## ASSIGNMENT:
Set the pictures aside and return each record below precisely as written.

## MATERIALS PROVIDED:
-*-
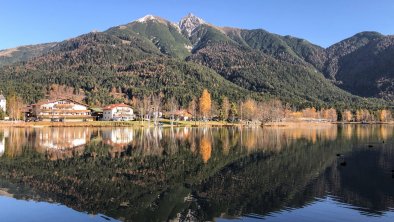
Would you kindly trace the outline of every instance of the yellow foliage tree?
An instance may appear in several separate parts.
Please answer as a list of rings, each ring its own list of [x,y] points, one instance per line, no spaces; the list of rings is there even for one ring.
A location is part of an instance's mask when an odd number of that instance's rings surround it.
[[[349,110],[343,111],[343,113],[342,113],[342,120],[343,121],[350,122],[350,121],[352,121],[352,118],[353,118],[352,112],[350,112]]]
[[[387,122],[391,120],[391,112],[389,110],[380,110],[378,114],[380,122]]]
[[[23,118],[23,100],[15,94],[10,95],[7,98],[7,110],[8,115],[12,120],[20,120]]]
[[[212,101],[211,94],[207,89],[204,89],[199,100],[199,108],[202,117],[207,118],[211,114]]]
[[[243,115],[248,120],[257,119],[257,104],[253,99],[247,99],[242,104]]]
[[[302,110],[302,116],[305,118],[318,118],[318,113],[315,107],[306,108]]]
[[[230,112],[230,101],[228,101],[227,97],[223,97],[222,98],[222,107],[221,107],[222,120],[228,119],[229,112]]]

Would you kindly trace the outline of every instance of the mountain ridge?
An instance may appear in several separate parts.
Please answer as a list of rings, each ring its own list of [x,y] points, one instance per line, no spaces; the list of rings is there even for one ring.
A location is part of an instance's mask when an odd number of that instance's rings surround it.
-*-
## OUTPUT OF THE TASK:
Would you kindly trace the outline of every instance of the yellow foliage tree?
An instance may appear in several separate parts.
Please answer as a list of rings, each ring its own list of [x,y] points, one instance per line, no spaces; the list of rings is there even for one ring.
A location is part of an instance's mask when an odd number of that instance's rings surround it.
[[[349,110],[343,111],[343,113],[342,113],[342,120],[343,121],[350,122],[350,121],[352,121],[352,118],[353,118],[352,112],[350,112]]]
[[[387,122],[391,120],[391,112],[389,110],[380,110],[378,114],[380,122]]]
[[[23,118],[23,100],[15,94],[10,95],[7,98],[7,110],[8,115],[12,120],[20,120]]]
[[[212,101],[211,94],[207,89],[204,89],[199,100],[199,108],[202,117],[207,118],[211,114]]]
[[[243,115],[248,120],[257,119],[257,104],[253,99],[247,99],[242,104]]]
[[[302,110],[302,116],[305,118],[318,118],[318,113],[315,107],[306,108]]]
[[[230,112],[230,101],[228,101],[227,97],[223,97],[222,98],[222,107],[221,107],[222,120],[228,119],[229,112]]]

Would you kindly trace the outline of every instance of the mountain ridge?
An instance may appear in several separate parts.
Please answer as a list of rings, each ring its own list of [x,y] points, one instance per line, no spaces; the list of rings is there even for one ring.
A location is part of an instance's mask when an odd number of that instance's rings surround it.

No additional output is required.